- Quoted passage -
%%

OCAC stressed that, while the Castro regime will celebrate the centennial of late murderous dictator Fidel Castro in 2026, its population will face a reality marked by disease, hunger, and blackouts. The report noted that earlier this month, Granma, the official newspaper of the Communist Party of Cuba, called the ongoing chikungunya epidemic ravaging the country “explosive,” describing the adjective as a “euphemism that hides the true magnitude of an epidemiological crisis that combines nine different viruses, plus various diarrhea and hepatitis epidemics.”
The communist regime’s refusal to acknowledge the true magnitude of the nation’s health crisis and allow independent cooperation mechanisms, OCAC stressed, further reinforces the political dimension of the damage caused. Citizen audits have determined that at least 3 million Cubans — 30 percent of the nation’s remaining 9.7 million inhabitants — have fallen ill this year. The proper diagnosis of arboviruses is further complicated by a lack of laboratory reagents, which leads to instances of clinical diagnoses under the category of “nonspecific febrile syndrome.”
“This citizen audit has estimated, based on moderate calculations, the number of deaths based on these official figures, as well as on international parameters,” OCAC explained. “The result of this calculation indicates that the number of deaths would reach at least 8,700. This shows that the state has lied again (as it did with the Covid-19 epidemic) by claiming that only 47 deaths had occurred by mid-December. The reality would be, at a minimum, 185 times greater.”
The already dramatic situation is further worsened by the delicate state of Cuba’s hospitals. OCAC detailed that doctors from various Cuban provinces have reported a lack of supplies and essential resources such as ventilators, X-ray machines, intravenous supplies, and other equipment — further exacerbated by a lack of basic hygienic conditions such as bathrooms without water and continuous power outrages and a lack of capacity to guarantee minimum asepsis clean conditions that further puts the lives of patients at risk.
The severe shortages force the recycling of disposable items and shifts the burden onto patients, who must purchase medicine and supplies through informal markets. Doctors consulted by OCAC informed that pharmacies have not received pediatric syrups “for years.” Statistical data cited by the report indicates that 255 of the 395 drugs that the state-run BioCubaFarma company was supposed to supply to the country are missing.
In addition to shortages of medicine and supplies, the collapsed Cuban healthcare system also faces a shortage of healthcare staff. OCAC noted that Cuba lost over 30,000 doctors between 2021 and 2024. Hospitals experienced a reduction of over 7,000 functional beds during that same time period. Despite the continued shortages of doctors at home, OCAC noted that the Castro regime continues to send thousands of slave doctors abroad to generate foreign income at the expense of structural gaps in the nation’s system.
“The state’s responsibility to protect the population is not limited to preventing direct violence; it also includes the obligation not to subject the population to structural conditions that deliberately and progressively destroy life, health, and human dignity,” OCAC said. “Keeping millions of people in a state of malnutrition, health vulnerability, and exposure to epidemiological risks is a brutal form of structural violence exercised by those in power.”

%%

- Dataset content -
%%

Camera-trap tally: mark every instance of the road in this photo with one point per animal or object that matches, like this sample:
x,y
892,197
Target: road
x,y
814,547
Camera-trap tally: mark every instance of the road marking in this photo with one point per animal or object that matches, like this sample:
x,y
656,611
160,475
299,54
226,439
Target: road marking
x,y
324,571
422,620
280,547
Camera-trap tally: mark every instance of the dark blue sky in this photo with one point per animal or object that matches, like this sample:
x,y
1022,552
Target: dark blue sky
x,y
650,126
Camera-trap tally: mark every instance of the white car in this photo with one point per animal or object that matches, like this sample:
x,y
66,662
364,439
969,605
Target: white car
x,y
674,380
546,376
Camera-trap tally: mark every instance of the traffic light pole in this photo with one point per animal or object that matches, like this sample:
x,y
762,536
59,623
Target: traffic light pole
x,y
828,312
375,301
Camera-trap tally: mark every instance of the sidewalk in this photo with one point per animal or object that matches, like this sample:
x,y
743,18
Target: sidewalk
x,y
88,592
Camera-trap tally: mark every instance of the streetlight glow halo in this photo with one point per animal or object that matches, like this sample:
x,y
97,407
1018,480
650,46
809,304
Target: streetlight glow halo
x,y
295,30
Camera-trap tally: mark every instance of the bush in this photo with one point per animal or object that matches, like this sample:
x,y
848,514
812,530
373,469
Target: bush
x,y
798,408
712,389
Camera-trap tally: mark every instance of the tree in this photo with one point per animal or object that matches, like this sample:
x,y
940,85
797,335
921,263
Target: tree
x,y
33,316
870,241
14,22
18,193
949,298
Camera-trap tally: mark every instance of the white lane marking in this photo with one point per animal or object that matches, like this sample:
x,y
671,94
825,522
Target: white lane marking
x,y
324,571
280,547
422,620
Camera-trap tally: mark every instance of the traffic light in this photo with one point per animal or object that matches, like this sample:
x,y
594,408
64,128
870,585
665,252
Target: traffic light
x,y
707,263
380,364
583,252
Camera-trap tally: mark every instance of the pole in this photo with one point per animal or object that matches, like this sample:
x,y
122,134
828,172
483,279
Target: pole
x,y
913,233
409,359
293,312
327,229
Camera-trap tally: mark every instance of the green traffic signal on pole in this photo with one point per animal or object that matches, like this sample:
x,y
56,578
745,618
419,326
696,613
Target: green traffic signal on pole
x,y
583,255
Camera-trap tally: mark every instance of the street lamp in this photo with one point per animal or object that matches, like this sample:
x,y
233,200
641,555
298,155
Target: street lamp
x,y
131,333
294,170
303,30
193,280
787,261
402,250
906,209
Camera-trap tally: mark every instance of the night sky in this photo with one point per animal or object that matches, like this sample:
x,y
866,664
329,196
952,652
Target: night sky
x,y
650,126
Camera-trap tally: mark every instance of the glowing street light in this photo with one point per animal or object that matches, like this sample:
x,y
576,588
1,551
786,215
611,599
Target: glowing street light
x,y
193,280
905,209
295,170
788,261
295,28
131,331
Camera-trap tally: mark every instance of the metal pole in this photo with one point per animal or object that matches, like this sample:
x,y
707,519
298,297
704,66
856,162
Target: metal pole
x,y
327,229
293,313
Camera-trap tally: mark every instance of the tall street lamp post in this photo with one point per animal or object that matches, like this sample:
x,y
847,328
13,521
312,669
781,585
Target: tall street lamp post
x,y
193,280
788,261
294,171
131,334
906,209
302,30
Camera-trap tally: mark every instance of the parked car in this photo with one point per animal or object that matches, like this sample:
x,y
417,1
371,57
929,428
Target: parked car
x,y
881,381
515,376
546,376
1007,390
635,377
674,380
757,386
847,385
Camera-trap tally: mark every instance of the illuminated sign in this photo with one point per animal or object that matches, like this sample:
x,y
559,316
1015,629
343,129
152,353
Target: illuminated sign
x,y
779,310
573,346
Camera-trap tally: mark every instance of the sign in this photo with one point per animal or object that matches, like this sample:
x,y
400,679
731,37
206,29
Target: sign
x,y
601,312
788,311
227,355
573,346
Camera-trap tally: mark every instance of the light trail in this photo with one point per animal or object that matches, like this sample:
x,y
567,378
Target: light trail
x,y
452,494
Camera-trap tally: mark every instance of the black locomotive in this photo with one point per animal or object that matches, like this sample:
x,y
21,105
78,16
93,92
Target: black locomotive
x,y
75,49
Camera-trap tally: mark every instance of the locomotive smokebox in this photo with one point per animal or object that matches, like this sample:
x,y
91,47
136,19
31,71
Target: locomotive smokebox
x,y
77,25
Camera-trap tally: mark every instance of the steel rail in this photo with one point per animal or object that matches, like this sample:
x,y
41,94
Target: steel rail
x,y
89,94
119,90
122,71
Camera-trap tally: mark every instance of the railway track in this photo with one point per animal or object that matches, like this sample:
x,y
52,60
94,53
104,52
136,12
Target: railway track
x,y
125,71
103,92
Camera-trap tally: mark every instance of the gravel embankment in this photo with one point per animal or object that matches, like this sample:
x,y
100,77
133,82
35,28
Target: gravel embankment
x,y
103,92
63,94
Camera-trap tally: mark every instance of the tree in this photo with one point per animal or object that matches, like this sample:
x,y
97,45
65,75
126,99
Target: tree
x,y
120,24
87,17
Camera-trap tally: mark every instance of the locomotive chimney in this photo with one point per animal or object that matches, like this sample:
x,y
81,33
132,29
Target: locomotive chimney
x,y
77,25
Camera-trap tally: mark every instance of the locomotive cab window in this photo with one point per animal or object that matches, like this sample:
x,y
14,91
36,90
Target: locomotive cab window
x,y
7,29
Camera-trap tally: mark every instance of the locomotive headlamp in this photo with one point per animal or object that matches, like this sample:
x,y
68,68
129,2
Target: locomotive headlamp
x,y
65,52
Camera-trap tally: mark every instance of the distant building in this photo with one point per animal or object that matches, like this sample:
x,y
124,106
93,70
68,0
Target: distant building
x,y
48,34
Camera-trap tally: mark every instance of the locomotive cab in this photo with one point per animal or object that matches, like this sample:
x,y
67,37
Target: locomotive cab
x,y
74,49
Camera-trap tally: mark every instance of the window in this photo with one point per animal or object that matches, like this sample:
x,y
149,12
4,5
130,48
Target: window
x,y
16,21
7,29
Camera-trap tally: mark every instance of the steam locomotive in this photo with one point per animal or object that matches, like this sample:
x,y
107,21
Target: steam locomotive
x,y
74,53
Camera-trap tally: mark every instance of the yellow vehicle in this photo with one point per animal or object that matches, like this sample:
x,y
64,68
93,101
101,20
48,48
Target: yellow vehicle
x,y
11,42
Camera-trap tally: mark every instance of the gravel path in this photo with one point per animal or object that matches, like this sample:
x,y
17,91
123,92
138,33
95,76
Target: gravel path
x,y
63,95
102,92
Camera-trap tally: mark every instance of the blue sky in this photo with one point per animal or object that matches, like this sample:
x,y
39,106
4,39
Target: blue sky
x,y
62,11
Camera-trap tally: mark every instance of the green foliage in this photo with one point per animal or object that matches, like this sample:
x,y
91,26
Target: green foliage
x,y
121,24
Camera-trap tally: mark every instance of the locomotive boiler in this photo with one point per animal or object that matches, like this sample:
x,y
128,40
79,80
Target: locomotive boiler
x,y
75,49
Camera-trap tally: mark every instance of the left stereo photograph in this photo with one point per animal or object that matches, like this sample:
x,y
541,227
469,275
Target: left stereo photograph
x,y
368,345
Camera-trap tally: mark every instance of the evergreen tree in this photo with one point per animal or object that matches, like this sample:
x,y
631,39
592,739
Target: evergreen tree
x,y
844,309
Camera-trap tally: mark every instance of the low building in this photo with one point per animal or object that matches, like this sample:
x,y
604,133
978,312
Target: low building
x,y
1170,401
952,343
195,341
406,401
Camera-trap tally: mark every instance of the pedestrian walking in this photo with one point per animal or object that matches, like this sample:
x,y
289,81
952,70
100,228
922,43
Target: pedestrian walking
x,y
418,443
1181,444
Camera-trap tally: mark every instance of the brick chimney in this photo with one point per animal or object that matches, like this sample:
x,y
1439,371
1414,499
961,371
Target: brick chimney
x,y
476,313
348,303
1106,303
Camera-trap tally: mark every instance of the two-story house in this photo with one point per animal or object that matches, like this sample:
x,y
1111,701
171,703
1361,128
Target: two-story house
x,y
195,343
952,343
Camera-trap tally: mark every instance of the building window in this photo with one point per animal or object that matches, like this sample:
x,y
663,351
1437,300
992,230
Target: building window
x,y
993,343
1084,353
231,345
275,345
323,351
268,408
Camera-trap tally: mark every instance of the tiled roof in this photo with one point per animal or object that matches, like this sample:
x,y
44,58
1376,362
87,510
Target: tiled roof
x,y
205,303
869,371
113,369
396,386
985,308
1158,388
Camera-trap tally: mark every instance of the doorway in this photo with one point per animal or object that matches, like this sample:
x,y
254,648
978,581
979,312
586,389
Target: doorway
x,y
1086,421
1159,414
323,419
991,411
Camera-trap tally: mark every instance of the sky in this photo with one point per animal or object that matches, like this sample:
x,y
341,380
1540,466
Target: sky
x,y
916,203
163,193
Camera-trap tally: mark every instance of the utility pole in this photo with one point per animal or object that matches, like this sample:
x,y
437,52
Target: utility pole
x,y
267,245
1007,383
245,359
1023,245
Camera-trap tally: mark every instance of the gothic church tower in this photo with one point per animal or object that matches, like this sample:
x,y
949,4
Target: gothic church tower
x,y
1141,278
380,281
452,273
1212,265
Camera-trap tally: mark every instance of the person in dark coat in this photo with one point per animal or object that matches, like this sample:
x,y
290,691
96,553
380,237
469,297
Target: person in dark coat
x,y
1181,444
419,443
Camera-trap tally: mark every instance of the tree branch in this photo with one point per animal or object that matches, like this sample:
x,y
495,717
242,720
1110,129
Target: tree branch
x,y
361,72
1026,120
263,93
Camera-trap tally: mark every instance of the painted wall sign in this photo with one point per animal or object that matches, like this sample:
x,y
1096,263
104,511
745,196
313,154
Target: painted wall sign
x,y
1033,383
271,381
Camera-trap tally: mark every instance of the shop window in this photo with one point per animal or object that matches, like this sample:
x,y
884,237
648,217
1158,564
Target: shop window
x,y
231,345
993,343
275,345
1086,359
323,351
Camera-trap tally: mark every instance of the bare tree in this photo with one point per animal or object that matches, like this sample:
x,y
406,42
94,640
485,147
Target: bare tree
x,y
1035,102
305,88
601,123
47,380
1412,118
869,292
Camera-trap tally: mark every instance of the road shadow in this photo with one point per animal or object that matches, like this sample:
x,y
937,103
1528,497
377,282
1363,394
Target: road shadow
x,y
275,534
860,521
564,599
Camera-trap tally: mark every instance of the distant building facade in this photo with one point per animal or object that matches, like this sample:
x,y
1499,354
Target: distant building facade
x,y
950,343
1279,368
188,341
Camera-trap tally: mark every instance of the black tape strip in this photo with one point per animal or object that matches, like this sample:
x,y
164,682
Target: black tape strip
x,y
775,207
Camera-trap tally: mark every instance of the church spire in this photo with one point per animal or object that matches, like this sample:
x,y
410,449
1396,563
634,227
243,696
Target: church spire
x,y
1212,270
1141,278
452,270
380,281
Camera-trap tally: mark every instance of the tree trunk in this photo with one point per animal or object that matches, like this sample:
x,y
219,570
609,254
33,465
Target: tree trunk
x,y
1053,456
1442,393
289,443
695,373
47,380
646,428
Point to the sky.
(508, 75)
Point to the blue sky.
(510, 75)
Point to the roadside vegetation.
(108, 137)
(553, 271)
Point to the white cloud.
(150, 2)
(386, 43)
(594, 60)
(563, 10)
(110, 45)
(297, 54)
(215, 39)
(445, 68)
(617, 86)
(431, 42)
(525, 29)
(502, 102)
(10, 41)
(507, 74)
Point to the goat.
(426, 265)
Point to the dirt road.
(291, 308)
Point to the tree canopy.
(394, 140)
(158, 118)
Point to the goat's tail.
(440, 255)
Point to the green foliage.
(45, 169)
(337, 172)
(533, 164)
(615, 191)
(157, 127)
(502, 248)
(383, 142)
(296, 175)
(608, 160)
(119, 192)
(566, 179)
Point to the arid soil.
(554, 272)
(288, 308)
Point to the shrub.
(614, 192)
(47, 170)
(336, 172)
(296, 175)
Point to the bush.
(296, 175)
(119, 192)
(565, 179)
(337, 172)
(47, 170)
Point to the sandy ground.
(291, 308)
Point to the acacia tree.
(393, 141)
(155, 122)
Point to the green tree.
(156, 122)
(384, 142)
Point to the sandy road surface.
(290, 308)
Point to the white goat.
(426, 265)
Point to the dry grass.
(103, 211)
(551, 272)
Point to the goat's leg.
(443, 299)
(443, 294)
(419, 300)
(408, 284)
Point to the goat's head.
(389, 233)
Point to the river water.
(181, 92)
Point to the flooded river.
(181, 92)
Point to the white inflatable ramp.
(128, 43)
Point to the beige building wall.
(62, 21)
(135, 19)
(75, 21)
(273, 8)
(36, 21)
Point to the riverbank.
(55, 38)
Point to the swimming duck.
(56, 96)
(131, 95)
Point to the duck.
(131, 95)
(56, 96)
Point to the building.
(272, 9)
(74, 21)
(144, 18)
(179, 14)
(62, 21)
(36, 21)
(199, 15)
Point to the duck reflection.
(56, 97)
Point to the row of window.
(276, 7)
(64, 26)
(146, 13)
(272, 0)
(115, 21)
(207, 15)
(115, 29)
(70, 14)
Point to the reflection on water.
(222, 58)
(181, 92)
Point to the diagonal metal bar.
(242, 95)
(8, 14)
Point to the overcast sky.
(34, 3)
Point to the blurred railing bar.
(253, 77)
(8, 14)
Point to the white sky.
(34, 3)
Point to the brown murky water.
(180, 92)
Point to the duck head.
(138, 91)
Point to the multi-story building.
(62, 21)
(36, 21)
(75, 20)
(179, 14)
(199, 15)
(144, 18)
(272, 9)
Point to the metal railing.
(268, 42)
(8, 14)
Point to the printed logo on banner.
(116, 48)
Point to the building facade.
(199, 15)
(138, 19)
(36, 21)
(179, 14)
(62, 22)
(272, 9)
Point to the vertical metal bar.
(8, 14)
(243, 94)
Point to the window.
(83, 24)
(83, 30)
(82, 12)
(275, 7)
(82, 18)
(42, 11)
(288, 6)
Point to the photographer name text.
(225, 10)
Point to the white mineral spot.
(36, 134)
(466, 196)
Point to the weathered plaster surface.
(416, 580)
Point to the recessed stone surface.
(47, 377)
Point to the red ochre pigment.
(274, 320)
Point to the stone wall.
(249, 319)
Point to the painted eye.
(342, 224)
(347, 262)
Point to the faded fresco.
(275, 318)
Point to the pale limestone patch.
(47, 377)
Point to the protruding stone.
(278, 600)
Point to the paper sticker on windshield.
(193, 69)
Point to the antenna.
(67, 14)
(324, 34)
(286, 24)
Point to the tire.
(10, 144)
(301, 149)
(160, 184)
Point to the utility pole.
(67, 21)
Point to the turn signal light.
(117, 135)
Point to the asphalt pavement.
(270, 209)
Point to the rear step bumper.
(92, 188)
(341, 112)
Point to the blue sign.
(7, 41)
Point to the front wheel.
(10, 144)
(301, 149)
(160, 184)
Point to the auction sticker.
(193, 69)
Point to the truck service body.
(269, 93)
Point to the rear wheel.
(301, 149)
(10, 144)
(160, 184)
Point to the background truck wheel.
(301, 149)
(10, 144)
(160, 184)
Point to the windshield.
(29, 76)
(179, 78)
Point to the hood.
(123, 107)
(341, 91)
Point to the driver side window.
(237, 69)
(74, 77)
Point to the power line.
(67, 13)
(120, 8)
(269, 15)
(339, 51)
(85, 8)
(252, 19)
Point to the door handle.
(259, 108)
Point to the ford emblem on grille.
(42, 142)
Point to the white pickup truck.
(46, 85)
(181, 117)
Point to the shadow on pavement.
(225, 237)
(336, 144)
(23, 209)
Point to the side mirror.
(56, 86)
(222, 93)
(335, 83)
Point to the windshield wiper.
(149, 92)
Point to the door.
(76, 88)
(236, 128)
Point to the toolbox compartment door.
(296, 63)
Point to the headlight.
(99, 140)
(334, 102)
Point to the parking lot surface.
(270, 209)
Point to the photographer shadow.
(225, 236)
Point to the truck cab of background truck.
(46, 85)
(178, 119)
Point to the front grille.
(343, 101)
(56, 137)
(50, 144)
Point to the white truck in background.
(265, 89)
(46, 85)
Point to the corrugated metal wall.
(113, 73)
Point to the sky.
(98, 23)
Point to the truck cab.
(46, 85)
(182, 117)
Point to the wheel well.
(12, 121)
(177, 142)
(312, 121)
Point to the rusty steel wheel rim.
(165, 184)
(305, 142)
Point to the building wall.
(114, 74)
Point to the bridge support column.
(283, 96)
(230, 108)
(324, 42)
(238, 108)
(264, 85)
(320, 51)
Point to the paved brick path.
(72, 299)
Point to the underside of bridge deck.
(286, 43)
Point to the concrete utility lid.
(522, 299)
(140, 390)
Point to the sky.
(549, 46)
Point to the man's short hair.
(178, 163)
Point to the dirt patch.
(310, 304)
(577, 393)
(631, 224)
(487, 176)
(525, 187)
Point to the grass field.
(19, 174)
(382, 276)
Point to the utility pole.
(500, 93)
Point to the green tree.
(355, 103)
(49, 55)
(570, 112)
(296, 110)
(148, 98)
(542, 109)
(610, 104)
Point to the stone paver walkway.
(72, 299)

%%

- List of tasks -
1. Extract everything in the Cuba health crisis article from "The already dramatic" down to "patients at risk.".
2. According to the Cuba health crisis article, how many doctors did Cuba lose between 2021 and 2024?
3. For each statement, say whether it agrees with the Cuba health crisis article, and quote the words that decide it.
(a) The state claimed that only 47 deaths had occurred by mid-December.
(b) Pharmacies recently received a shipment of pediatric syrups.
(c) Cuban hospitals gained more than 7,000 functional beds between 2021 and 2024.
The material has no connection to the Cuba health crisis article.

- Responses for each task -
1.
The already dramatic situation is further worsened by the delicate state of Cuba’s hospitals. OCAC detailed that doctors from various Cuban provinces have reported a lack of supplies and essential resources such as ventilators, X-ray machines, intravenous supplies, and other equipment — further exacerbated by a lack of basic hygienic conditions such as bathrooms without water and continuous power outrages and a lack of capacity to guarantee minimum asepsis clean conditions that further puts the lives of patients at risk.

2. Over 30,000.

3.
(a) Yes: "claiming that only 47 deaths had occurred by mid-December"
(b) No: "pharmacies have not received pediatric syrups"
(c) No: "Hospitals experienced a reduction of over 7,000 functional beds"